Questions d'étude:
#1 Relevez dans le texte sur la résistance des reconstitutions corono-radiculaires toutes les raisons pour lesquelles le résultat de l'association tenon fibré/composite injecté peut paraître surprenant.
#2 Donnez la suite du texte sur la résistance des reconstitutions corono-radiculaires, à partir de sa dernière phrase.

Texte fourni:
***
Dans une revue de presse précédente, nous avions rapporté que 4 méta-analyses concluaient à l’absence de supériorité des RCR directes avec tenons fibrés sur les RCR métalliques en termes de complication ou d’échec, le comportement en service des RCR étant influencé par les conditions locales et individuelles (L’Information Dentaire n° 39 – 10 novembre 2021). L’étude de ce jour montre une résistance du Numerys GF usiné en inlay-core dans le cadre d’un protocole de rupture in vitro, supérieure à celle des autres matériaux testés (PEEK, Enamic), mais équivalente à celles des RCR directes sur tenons fibrés. Ce résultat peut paraître surprenant en termes de résistance mécanique pour l’association tenon fibré/composite injecté. En effet, la RCR ainsi obtenue n’est pas homogène (tenon enrobé de résine), le risque d’inclusions de bulles affaiblissant l’ensemble est important et la résine composite, même chargée, ne présente pas de propriétés mécaniques très élevées en flexion. Mais deux hypothèses peuvent expliquer ces résultats. D’abord, la mise en œuvre de la RCR directe est réalisée in vitro dans des conditions idéales. Ensuite et surtout, l’échantillon testé n’est soumis à aucune mesure de vieillissement accéléré. Or la matrice des résines composites est très sensible à la dégradation environnementale, en particulier par hydrolyse et actions enzymatiques (métalloprotéases).
***
Extrait de données:
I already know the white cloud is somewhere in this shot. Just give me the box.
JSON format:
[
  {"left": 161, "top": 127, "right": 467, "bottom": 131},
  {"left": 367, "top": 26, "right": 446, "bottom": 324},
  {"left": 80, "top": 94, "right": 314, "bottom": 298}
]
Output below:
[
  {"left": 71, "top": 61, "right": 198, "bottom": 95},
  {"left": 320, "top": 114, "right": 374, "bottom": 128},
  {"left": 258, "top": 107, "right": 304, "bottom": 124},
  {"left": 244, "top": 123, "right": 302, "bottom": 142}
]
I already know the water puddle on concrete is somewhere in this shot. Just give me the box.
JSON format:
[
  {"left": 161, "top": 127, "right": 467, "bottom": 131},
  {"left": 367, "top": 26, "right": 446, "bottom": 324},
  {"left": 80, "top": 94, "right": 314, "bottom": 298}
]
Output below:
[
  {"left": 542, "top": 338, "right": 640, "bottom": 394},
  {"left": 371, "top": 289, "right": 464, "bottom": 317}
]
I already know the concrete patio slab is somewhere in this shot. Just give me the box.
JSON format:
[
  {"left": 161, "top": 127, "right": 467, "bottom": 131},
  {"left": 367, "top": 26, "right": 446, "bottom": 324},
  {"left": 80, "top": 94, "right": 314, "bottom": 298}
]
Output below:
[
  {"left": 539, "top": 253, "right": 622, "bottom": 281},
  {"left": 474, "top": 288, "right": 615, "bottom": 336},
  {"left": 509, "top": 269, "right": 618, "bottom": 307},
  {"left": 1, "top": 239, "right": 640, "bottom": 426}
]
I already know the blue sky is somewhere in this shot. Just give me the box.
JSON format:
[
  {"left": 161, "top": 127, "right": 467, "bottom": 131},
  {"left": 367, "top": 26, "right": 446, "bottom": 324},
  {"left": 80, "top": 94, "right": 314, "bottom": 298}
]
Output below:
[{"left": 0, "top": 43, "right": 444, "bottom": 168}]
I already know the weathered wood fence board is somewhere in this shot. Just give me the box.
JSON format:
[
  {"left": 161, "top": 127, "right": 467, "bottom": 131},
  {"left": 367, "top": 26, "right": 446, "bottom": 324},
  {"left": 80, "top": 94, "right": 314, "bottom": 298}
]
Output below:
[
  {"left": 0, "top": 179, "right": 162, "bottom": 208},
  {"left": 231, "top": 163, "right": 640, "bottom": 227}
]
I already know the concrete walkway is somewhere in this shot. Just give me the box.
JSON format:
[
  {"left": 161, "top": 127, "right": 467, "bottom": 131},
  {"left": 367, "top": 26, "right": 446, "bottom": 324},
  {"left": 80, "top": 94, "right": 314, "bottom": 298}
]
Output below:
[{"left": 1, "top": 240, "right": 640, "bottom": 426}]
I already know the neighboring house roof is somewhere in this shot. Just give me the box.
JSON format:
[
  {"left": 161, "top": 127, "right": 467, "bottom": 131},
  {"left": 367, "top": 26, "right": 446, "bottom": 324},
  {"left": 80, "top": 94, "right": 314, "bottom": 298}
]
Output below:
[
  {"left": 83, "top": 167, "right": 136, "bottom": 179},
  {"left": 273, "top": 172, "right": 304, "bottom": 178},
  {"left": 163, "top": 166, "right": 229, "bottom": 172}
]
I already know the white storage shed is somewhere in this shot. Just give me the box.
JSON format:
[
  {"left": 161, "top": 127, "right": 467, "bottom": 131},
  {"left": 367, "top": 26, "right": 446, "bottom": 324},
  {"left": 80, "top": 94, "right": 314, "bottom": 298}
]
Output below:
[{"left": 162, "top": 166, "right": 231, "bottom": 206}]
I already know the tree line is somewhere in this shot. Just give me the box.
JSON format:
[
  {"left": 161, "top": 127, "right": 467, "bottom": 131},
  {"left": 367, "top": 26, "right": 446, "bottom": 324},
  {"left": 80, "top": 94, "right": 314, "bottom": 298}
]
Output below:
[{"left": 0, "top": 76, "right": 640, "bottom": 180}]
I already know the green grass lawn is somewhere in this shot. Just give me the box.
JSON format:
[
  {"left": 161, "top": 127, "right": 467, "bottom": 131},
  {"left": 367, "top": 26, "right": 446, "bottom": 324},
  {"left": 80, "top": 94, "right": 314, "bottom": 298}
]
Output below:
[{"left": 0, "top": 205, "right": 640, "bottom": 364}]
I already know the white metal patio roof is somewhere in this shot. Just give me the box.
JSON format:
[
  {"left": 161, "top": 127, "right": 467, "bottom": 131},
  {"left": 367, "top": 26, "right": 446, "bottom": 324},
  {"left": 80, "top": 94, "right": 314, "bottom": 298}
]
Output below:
***
Résultats:
#1
- La RCR ainsi obtenue n'est pas homogène (tenon enrobé de résine).
- Le risque d'inclusions de bulles affaiblissant l'ensemble est important.
- La résine composite, même chargée, ne présente pas de propriétés mécaniques très élevées en flexion.

#2
L’un des intérêts du Numerys GF est, en plus de ses propriétés mécaniques, sa potentielle grande résistance à la dégradation du fait de sa composition. En effet, la résine époxy qui enrobe une forte densité de fibres de verres orientées est très peu réactive. Elle est peu sensible à l’hydrolyse dans la mesure où elle ne contient pas de radicaux esters libres, mais aussi, par ce fait, très peu apte à l’adhésion. En revanche, les fibres de silice qui représentent jusqu’à 80 % du matériau sont quant à elles fortement liables à un silane amphotère capable de se lier tout aussi fortement à une résine composite d’assemblage employée en très fine épaisseur. Le Numerys GF testé dans l’étude rapportée représente donc l’espoir d’un matériau non métallique de couleur blanche de bonne résistance mécanique usinable en inlay-core capable d’être collée dans la racine d’une dent dépulpée et de recevoir une restauration corono-périphérique également collée. De plus, il peut être retouché après collage sans modifier ni son aspect ni ses propriétés de surface. Cependant, lancé sur le marché en 2019, peu d’études indépendantes ont jusqu’alors évalué toutes ses propriétés et seul un suivi à long terme pourra évaluer la réalité de ses performances cliniques en service. Son utilisation pour la restauration d’une dent dépulpée exige aussi une grande maîtrise dans sa mise en œuvre au laboratoire et dans ses protocoles cliniques d’assemblage.